# START OF Provided records

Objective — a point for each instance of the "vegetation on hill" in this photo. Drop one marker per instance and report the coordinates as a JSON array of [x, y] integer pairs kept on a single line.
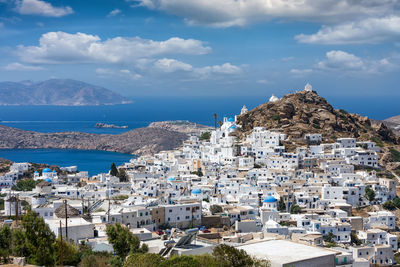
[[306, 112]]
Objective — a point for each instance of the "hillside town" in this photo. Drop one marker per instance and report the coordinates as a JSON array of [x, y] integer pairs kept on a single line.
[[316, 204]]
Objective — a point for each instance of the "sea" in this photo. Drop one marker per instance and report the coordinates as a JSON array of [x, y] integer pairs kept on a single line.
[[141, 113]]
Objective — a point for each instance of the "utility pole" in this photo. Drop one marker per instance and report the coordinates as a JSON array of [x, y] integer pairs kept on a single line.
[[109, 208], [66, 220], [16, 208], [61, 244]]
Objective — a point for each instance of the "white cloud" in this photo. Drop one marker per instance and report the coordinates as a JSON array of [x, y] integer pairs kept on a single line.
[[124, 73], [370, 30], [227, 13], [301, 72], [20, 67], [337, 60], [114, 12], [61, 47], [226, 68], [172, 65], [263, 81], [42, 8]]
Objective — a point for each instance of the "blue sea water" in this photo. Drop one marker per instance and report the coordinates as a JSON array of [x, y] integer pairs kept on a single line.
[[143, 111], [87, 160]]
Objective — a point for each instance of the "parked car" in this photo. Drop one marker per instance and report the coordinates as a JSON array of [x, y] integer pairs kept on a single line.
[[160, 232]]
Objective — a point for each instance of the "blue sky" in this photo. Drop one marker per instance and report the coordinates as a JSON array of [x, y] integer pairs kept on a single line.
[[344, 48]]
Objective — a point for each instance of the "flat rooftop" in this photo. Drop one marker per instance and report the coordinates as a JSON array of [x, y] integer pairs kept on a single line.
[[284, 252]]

# END OF Provided records
# START OF Provided records

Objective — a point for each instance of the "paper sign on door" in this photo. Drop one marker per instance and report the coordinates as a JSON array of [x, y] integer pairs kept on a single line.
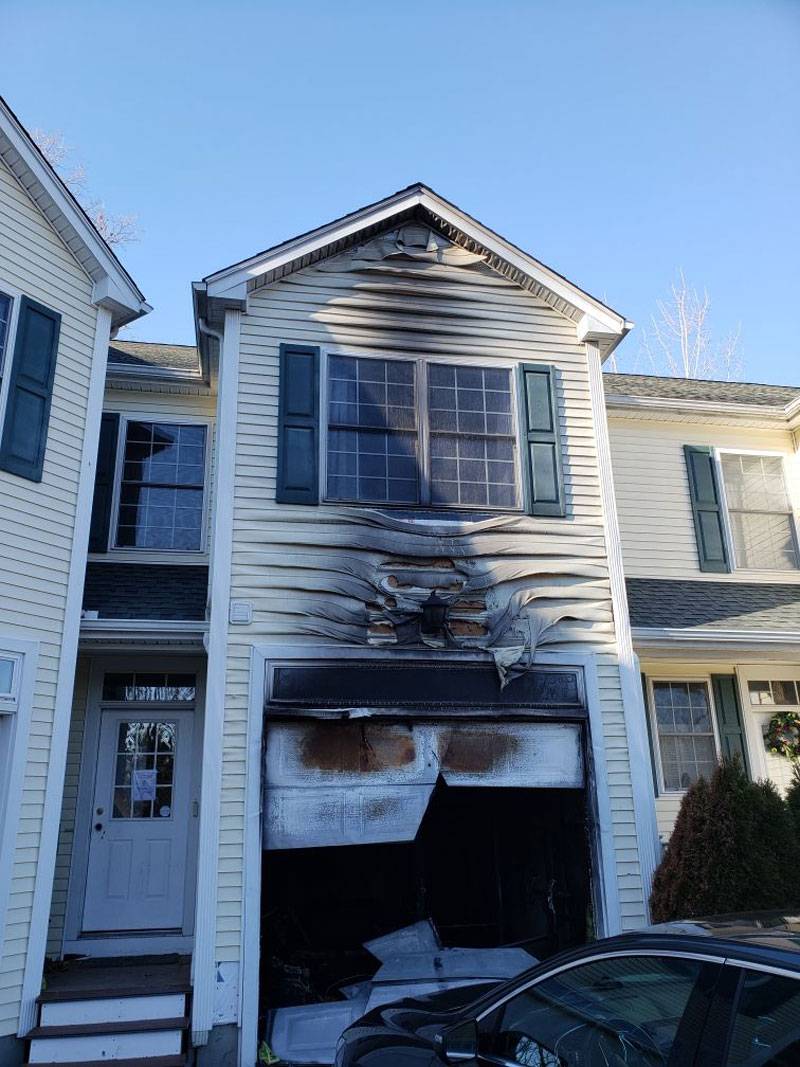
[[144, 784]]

# END OF Provided records

What the task asks ::
Go through the items above and copy out each line that contains the string "JSON".

Finished answer ::
Objective — a point for each instance of the "vegetation on hill" in this photo. Drop one marker per instance and report the coordinates as a JSON array of [x, y] integer pairs kept on a single line.
Objective — a point for each instance of the "hillside town" in this photo. Drop one marker per instance and report the coordinates as a JSON array of [x, y] integer pairs kept on a single line.
Objective — a point for each instance of the "sea" in this photo. Drop one marker per instance and report the coordinates as a JSON array of [x, y] integer pairs kept on a single line.
Objective — a point for each instance of the "utility pole" in this photo. Drop one marker per instance and report the coordinates as a JSON array of [x, y] integer pairs kept on a single line.
Objective — a point for each instance of the "white cloud" in this photo. Drop one marker per instance and report the coordinates as a JSON array of [x, y] integer pairs kept on a single line.
Objective — a point for each instance of the "blue sea water" in this photo. Drop one marker per instance and report the coordinates as a JSON array of [x, y] integer pairs kept on a single line.
Objective — a point for each instance of the "parked car" in this photo. Drop one marker per instance and report the coordinates as a JSON array of [x, y] integer pairs kept on a single line.
Objective — a point for each instance of the "blue sky" in this photo. Drop one marker per instance and report the coordinates as a JSON array of [x, y] integer pairs kept on a single line.
Objective — a point for each instance of the "flat rooftop" in this photo. Drop one marker per instance and report the coordinates as a JSON array of [x, y] integer pairs kept on a single line.
Objective — a point for each instance of the "paper sign on door" in this photo. Drop one marker per instance and report the coordinates as a JSON array of [x, y] integer pairs kept on a single line.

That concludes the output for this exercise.